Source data
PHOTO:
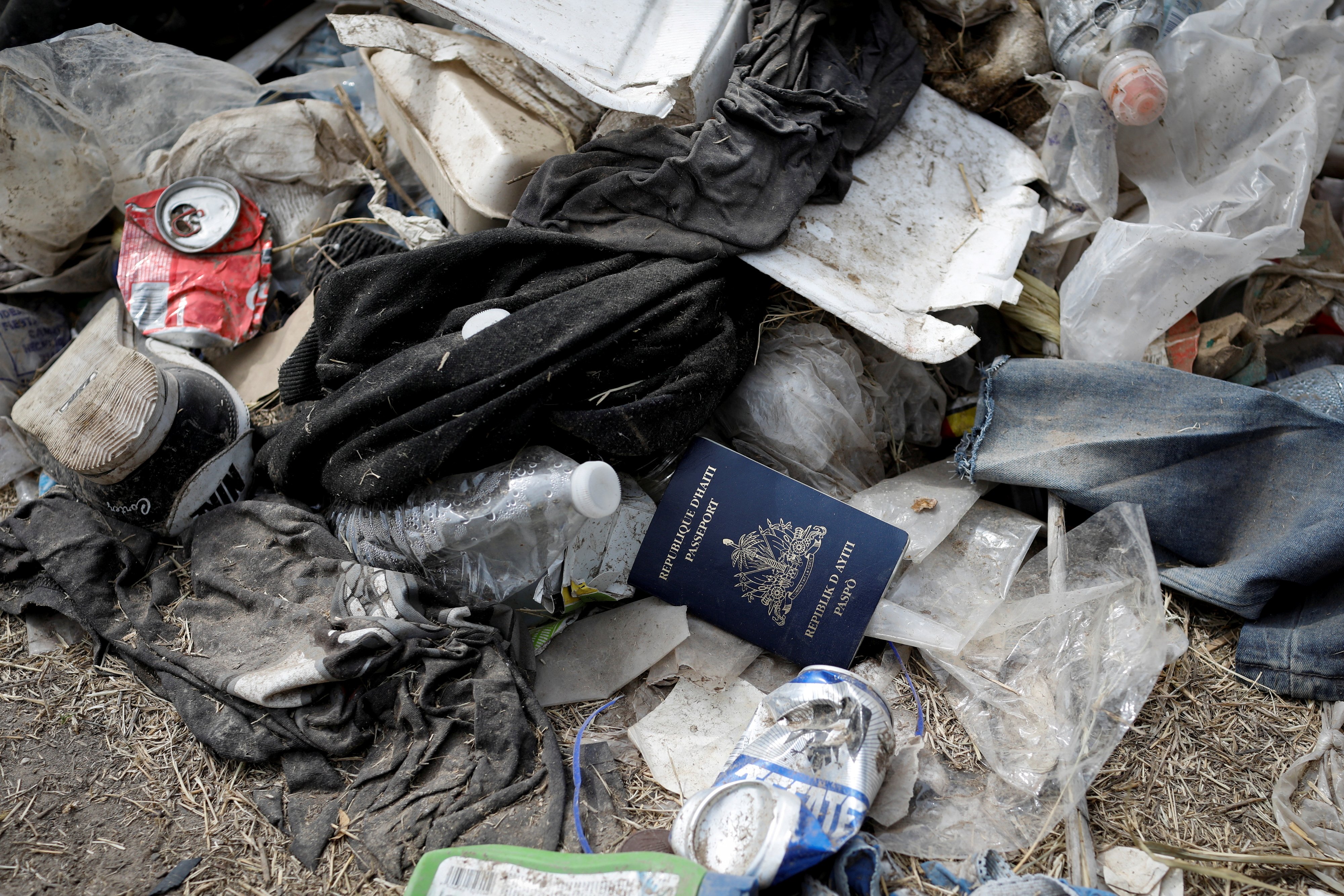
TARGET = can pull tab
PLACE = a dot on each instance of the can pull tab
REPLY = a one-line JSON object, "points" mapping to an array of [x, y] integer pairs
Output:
{"points": [[185, 219]]}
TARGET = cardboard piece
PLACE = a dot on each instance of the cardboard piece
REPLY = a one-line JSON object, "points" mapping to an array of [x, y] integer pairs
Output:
{"points": [[253, 369]]}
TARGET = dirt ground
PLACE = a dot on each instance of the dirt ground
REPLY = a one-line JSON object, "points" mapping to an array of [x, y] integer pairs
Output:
{"points": [[103, 789]]}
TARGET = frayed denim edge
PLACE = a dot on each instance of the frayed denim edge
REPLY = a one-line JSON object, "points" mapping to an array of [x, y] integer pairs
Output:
{"points": [[984, 417]]}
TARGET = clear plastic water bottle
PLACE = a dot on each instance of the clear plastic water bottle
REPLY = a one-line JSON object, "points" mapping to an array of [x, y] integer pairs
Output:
{"points": [[490, 535], [1109, 45]]}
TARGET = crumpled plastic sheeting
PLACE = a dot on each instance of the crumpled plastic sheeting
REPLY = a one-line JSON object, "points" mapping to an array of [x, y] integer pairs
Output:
{"points": [[968, 12], [1046, 691], [299, 160], [808, 410], [85, 111], [916, 403], [893, 502], [1256, 94], [990, 875], [416, 230], [502, 68], [1302, 793], [943, 601], [1080, 158]]}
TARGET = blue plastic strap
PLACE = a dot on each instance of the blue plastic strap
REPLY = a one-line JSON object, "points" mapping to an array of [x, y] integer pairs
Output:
{"points": [[577, 762], [913, 692]]}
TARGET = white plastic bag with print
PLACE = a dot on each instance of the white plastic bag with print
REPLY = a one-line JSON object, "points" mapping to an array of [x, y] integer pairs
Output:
{"points": [[1256, 96], [1046, 690]]}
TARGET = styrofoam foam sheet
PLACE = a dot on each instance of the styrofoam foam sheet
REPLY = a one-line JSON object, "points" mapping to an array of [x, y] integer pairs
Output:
{"points": [[635, 55], [907, 240]]}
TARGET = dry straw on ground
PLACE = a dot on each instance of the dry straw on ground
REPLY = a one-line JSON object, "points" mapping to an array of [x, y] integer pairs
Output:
{"points": [[103, 788]]}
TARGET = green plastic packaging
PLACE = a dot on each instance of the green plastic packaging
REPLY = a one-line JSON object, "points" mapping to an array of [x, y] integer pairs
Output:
{"points": [[518, 871]]}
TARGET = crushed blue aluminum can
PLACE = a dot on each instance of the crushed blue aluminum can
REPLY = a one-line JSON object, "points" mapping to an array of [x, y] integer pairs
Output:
{"points": [[798, 785]]}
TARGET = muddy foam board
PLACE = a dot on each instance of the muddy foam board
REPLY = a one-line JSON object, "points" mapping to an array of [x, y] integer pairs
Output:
{"points": [[635, 55], [690, 737], [603, 653], [907, 240]]}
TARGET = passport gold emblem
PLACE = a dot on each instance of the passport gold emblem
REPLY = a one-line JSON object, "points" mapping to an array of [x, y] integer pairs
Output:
{"points": [[775, 562]]}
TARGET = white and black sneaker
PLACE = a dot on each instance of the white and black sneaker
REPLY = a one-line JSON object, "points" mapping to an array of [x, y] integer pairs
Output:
{"points": [[138, 428]]}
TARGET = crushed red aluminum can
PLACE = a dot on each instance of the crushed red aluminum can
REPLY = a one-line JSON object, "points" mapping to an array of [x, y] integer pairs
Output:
{"points": [[212, 299], [197, 213]]}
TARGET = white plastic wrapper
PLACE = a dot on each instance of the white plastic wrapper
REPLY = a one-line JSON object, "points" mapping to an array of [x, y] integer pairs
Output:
{"points": [[1311, 796], [92, 105], [1256, 92], [808, 410], [1046, 690], [896, 500], [943, 601]]}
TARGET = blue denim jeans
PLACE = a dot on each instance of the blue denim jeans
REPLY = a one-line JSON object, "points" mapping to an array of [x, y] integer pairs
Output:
{"points": [[1295, 647], [1243, 488]]}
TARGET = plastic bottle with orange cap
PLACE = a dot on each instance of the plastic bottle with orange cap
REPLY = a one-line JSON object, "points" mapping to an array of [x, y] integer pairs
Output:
{"points": [[1109, 45]]}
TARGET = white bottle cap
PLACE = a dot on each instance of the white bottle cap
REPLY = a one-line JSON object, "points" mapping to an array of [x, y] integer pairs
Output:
{"points": [[1134, 86], [480, 320], [596, 489]]}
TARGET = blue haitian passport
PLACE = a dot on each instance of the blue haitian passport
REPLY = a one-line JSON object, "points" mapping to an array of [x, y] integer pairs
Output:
{"points": [[767, 558]]}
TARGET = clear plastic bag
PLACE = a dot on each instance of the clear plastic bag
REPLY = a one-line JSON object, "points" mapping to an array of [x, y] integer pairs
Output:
{"points": [[1080, 158], [1256, 93], [808, 410], [486, 537], [88, 108], [1046, 691], [916, 405], [894, 502], [943, 601]]}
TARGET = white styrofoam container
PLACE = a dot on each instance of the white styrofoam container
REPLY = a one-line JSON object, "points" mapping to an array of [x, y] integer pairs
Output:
{"points": [[907, 240], [635, 55], [464, 139]]}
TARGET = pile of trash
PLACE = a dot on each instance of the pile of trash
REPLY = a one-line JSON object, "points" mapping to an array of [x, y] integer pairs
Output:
{"points": [[472, 359]]}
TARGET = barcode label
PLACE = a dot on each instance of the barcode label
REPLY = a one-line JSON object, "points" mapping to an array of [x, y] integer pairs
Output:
{"points": [[463, 877], [456, 879]]}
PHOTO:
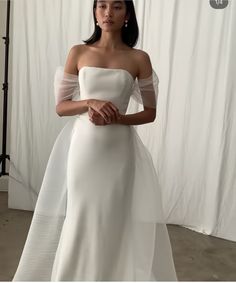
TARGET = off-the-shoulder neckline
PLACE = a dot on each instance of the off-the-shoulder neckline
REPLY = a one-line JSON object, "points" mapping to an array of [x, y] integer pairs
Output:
{"points": [[109, 69]]}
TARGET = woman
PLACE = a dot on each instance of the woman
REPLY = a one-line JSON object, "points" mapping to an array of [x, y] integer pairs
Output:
{"points": [[99, 214]]}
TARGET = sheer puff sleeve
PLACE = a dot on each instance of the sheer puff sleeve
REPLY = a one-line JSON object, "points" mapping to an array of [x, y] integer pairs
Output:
{"points": [[66, 85], [145, 91]]}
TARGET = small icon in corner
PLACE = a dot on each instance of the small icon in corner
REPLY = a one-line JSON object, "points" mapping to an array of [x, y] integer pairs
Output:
{"points": [[219, 4]]}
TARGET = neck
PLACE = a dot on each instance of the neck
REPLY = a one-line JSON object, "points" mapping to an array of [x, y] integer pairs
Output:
{"points": [[110, 41]]}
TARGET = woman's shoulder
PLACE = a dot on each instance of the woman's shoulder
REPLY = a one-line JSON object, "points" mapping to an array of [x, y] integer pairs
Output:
{"points": [[140, 54]]}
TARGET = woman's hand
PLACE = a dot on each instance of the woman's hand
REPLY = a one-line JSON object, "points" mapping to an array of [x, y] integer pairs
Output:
{"points": [[106, 109], [97, 119]]}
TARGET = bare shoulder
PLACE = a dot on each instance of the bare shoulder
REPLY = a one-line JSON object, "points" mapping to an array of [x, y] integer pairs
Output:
{"points": [[143, 62], [73, 57]]}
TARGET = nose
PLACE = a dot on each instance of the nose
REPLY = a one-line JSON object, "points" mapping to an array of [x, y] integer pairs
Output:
{"points": [[108, 12]]}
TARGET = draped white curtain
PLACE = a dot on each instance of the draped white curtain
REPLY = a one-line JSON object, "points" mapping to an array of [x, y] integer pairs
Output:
{"points": [[193, 50]]}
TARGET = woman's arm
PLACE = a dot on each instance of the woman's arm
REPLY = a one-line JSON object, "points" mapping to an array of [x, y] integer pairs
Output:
{"points": [[69, 108], [143, 117], [148, 115]]}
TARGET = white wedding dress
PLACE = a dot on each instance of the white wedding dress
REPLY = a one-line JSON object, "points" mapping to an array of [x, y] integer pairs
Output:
{"points": [[112, 226]]}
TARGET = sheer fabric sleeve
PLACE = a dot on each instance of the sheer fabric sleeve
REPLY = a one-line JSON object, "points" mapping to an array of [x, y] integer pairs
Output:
{"points": [[66, 85], [145, 91]]}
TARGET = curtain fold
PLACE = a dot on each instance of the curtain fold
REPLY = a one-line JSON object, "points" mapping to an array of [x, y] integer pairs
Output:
{"points": [[192, 49]]}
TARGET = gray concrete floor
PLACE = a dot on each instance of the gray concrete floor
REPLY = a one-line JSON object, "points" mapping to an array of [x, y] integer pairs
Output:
{"points": [[197, 257]]}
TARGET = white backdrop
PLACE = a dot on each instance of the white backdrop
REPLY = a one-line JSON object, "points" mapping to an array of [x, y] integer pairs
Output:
{"points": [[193, 50]]}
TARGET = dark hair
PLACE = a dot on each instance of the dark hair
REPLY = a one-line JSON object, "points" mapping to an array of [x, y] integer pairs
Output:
{"points": [[129, 34]]}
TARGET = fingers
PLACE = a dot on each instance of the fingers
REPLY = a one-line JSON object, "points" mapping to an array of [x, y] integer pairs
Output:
{"points": [[105, 109]]}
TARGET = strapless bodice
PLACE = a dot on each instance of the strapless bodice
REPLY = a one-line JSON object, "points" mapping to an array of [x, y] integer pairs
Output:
{"points": [[113, 85]]}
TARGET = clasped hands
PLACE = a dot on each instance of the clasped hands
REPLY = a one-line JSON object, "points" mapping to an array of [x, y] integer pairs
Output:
{"points": [[103, 113]]}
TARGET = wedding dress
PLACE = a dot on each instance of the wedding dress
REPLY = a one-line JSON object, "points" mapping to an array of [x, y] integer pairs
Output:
{"points": [[99, 214]]}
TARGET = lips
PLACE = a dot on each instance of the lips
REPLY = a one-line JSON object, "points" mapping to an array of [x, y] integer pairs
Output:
{"points": [[108, 22]]}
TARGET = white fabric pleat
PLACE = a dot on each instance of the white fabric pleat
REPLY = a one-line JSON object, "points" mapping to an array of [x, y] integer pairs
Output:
{"points": [[192, 48]]}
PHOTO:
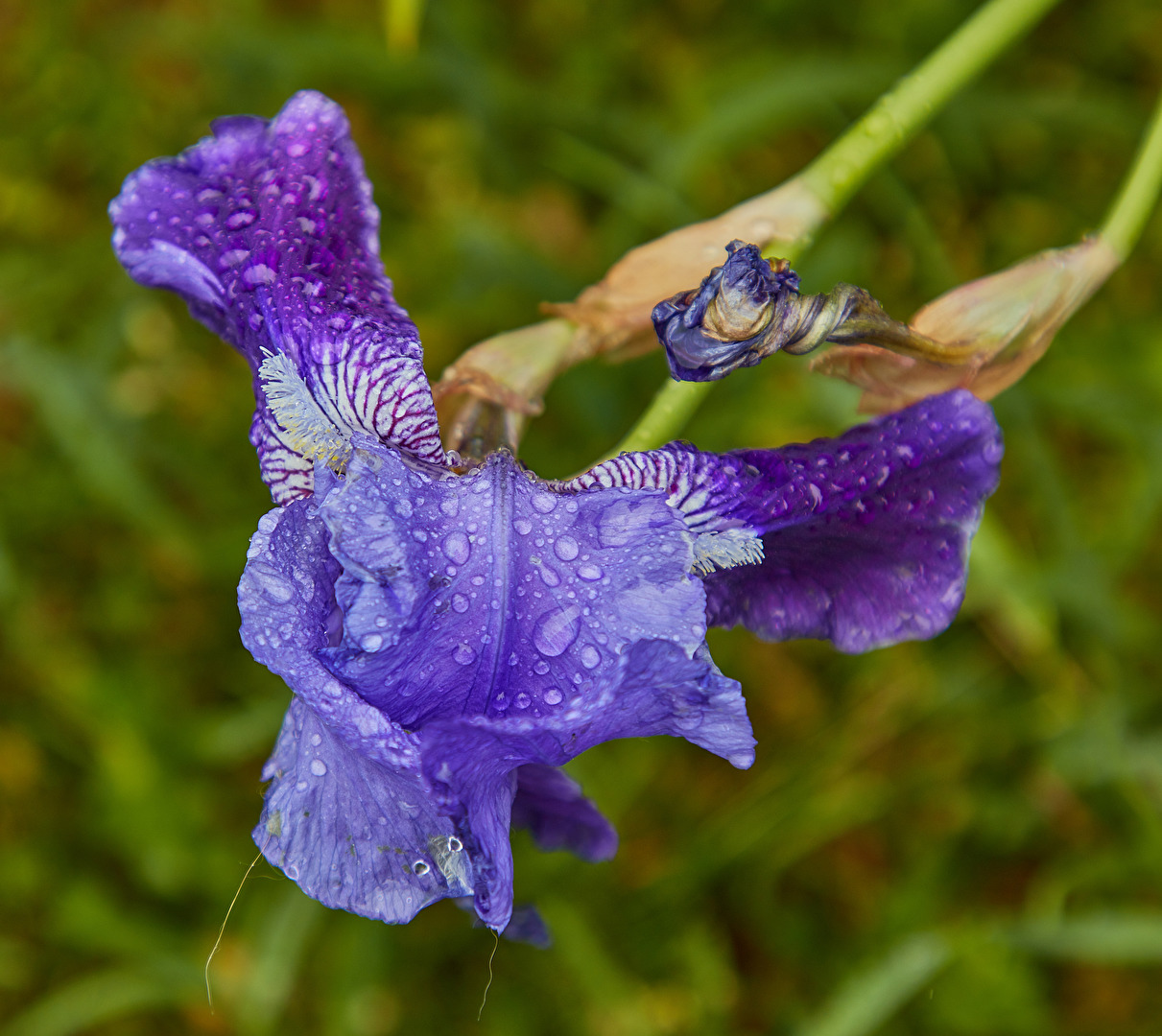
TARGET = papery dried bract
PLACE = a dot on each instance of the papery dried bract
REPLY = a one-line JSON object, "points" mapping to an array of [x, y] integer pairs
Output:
{"points": [[1002, 324]]}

Problem details:
The required output is a verbatim repetition of the lines from the opening of the entries above through the line containing "TARGET = cardboard piece", inclusive, with no pictures and nothing else.

Solution for this problem:
PHOTO:
TARGET = can pull tab
PLACE = a dot on each instance of the can pull tab
REPLY = a one-line JSON object, "points" mapping to an array of [x, y] integer pairs
Output:
{"points": [[185, 219]]}
TARGET = cardboard piece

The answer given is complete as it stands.